Restate word for word the lines from the one containing "the wet pavement." through the end of the listing below, with both ends included.

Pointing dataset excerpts
------------------------------

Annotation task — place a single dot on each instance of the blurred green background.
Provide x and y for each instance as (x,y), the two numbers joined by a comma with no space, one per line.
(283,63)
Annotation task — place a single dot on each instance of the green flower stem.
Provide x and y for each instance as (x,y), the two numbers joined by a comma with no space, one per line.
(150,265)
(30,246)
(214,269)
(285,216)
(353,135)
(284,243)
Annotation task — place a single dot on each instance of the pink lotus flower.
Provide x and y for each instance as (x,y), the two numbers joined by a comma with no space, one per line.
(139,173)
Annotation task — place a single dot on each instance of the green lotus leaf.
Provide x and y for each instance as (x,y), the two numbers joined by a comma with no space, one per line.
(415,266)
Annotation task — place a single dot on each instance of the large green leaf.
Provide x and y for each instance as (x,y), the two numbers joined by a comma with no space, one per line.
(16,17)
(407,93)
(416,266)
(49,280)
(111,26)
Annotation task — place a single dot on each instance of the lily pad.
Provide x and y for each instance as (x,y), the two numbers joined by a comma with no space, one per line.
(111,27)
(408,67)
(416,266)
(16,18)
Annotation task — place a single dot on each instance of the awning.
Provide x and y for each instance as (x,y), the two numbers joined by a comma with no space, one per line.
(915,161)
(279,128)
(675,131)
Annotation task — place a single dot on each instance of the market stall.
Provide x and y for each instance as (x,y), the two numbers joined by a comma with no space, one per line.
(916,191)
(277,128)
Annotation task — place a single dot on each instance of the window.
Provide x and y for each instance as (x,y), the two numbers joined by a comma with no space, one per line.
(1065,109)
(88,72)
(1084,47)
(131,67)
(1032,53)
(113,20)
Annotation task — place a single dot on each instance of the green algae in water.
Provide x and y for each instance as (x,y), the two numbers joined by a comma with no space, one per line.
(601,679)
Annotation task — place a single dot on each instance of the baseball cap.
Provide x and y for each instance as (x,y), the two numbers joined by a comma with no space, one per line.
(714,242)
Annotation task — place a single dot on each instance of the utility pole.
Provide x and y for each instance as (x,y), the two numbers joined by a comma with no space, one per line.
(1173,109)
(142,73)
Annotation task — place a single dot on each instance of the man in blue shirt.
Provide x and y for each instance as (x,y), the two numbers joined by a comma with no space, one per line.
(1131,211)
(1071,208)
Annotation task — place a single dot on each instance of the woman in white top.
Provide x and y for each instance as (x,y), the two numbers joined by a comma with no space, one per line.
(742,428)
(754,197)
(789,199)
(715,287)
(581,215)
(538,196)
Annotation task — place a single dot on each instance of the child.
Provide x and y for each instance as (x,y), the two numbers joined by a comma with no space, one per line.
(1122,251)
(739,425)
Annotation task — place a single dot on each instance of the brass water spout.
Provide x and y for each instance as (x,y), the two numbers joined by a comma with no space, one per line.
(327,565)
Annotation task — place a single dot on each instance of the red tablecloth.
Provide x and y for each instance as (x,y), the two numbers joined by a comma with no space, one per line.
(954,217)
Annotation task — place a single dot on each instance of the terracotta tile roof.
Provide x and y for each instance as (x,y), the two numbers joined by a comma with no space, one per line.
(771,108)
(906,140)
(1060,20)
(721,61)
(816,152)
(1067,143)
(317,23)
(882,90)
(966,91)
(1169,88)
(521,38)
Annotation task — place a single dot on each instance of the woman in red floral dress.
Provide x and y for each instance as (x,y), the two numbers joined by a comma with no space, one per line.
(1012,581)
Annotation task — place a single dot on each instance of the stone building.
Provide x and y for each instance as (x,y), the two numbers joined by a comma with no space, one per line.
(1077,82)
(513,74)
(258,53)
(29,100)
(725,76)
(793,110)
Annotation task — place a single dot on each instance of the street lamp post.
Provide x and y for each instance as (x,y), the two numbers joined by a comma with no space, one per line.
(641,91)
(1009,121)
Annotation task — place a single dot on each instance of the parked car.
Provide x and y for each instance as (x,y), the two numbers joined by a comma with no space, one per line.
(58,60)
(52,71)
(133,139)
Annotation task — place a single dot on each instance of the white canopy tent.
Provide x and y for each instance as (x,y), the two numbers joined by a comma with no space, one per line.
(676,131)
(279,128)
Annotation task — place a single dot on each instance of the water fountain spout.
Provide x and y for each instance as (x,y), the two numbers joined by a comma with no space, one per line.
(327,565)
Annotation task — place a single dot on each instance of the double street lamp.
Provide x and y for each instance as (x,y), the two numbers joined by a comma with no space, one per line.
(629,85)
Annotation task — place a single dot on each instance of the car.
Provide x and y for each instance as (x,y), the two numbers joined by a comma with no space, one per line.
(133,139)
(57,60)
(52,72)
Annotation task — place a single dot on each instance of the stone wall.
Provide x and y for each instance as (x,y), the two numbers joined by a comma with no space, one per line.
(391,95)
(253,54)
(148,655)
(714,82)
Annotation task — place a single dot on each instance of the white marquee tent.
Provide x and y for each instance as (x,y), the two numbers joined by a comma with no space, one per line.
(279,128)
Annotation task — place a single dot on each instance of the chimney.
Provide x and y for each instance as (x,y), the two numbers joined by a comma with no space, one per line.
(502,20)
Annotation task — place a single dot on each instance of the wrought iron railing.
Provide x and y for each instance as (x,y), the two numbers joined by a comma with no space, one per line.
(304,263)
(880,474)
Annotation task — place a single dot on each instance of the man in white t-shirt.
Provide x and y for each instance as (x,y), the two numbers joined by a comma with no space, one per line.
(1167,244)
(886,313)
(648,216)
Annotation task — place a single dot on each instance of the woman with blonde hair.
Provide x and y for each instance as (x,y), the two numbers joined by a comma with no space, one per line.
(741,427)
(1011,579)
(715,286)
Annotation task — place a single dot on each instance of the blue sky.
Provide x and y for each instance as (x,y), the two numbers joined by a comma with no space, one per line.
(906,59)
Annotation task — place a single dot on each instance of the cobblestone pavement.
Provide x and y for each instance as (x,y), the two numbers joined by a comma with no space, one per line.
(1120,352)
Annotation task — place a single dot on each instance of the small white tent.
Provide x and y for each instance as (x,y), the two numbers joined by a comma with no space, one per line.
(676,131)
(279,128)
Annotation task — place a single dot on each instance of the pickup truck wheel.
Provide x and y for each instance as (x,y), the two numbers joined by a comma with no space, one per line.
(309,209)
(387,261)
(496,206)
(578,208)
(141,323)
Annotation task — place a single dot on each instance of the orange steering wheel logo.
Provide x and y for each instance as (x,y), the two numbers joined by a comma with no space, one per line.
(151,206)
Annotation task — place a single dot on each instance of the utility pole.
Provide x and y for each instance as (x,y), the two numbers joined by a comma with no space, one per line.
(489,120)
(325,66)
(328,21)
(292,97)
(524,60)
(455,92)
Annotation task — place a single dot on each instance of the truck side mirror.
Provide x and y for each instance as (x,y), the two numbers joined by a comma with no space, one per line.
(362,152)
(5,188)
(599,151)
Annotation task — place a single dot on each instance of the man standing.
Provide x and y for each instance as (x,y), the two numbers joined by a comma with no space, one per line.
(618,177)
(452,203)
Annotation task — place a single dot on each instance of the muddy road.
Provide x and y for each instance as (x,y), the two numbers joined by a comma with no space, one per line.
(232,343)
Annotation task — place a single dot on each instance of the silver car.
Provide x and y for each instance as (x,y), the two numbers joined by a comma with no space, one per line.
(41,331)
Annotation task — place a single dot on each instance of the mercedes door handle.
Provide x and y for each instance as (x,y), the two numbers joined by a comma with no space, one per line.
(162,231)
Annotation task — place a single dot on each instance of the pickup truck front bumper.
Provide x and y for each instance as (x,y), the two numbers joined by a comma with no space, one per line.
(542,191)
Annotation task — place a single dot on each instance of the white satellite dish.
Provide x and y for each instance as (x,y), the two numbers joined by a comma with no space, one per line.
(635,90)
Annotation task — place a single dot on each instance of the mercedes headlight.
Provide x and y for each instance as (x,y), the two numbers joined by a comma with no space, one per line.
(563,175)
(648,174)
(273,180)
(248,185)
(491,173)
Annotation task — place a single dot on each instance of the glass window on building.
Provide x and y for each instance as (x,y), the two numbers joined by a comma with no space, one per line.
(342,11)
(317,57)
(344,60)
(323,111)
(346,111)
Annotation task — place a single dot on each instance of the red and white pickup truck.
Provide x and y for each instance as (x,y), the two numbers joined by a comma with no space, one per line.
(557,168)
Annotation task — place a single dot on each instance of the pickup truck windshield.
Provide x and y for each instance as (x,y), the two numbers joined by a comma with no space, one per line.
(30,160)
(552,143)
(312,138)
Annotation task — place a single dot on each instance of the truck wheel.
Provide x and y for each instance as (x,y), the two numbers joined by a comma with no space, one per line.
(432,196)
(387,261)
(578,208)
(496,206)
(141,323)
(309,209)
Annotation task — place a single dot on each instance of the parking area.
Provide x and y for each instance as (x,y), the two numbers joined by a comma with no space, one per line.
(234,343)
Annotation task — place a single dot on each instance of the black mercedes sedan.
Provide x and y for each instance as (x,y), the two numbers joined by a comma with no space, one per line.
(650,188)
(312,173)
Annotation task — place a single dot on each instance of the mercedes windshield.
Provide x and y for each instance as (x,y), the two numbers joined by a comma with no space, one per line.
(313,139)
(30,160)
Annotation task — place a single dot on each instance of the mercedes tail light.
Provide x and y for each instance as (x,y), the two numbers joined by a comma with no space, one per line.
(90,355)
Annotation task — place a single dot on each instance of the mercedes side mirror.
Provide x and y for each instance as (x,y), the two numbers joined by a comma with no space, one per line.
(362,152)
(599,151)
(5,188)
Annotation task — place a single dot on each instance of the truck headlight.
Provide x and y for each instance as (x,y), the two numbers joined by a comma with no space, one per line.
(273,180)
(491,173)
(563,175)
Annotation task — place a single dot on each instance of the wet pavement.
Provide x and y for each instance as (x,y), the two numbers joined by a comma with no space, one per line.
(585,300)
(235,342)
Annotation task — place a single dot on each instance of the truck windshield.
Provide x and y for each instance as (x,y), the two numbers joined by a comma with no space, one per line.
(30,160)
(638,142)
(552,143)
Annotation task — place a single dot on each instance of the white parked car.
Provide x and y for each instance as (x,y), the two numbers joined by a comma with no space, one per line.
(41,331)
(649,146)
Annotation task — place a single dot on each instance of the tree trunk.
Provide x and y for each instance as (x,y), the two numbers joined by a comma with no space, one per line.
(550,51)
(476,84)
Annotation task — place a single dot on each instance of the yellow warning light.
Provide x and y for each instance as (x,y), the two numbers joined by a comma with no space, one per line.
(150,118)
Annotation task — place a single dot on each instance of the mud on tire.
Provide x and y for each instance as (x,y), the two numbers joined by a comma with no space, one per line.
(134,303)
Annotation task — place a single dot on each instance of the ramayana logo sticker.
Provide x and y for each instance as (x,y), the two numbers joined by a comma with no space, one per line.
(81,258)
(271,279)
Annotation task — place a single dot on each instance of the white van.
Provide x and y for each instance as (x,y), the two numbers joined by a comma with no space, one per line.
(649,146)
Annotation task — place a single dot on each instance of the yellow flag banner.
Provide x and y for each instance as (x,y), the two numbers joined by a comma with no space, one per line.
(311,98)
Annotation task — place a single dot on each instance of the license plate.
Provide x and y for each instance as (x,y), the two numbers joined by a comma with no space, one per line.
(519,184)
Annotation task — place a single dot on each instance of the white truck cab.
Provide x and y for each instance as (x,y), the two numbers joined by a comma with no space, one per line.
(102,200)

------------------------------

▶ **WRITTEN ANSWER**
Annotation task — place a single dot on each instance of the wet pavement.
Provide x and y for each instance as (x,y), the two numbers joined by a comma with no space, one per line.
(585,300)
(235,342)
Annotation task — place a single dot on each instance of the truck windshield.
Provide x and y for each instance as (x,y), the two numbers joined by a comma with no space, one per line.
(30,160)
(638,142)
(552,143)
Annotation task — place a single dot on each instance of the white parked car.
Provide x and y for each instance as (x,y), the two numbers joined by a comma with no space, one per line.
(41,331)
(649,146)
Annotation task — place a single dot on each instance of the tree trunk.
Provide x and y for each instance as (x,y), the two numbers joined by a comma with no space, one per line.
(550,51)
(476,84)
Annotation task — place a single dot on each instance of the yellow warning light.
Provide x and y for each instance as (x,y), the two numbers joined by a comma with no space, one per line.
(150,118)
Annotation task — place a single dot on each instance of the mud on tire.
Provide x and y for each instance as (x,y), the two numbers joined by a comma with no space, one per line.
(134,303)
Annotation task — place a single dot on each instance of the ramayana logo sticker.
Provide x and y for each instance as (x,y), the two numbers joined by a comma with no space, one per line.
(81,258)
(271,279)
Annotation task — place a single dot on each instance of the white van.
Provide x and y for each instance as (x,y), the two numbers joined by a comma with no space, one per line.
(649,146)
Annotation task — place a single dot on each instance of the yellow flag banner.
Provide x and y for each instance as (x,y), the two numbers joined by a comma with no space, one per line.
(311,98)
Annotation task — place a single dot on each instance of the license plate.
Provide x and y for each instance as (x,y), the two numbers joined by a comma with no space, one per line.
(519,184)
Annotation task — place a single dot on each instance of the white truck cab.
Provide x and y for each instance as (x,y), the two numbers joined by a comma with no space, one per line.
(102,200)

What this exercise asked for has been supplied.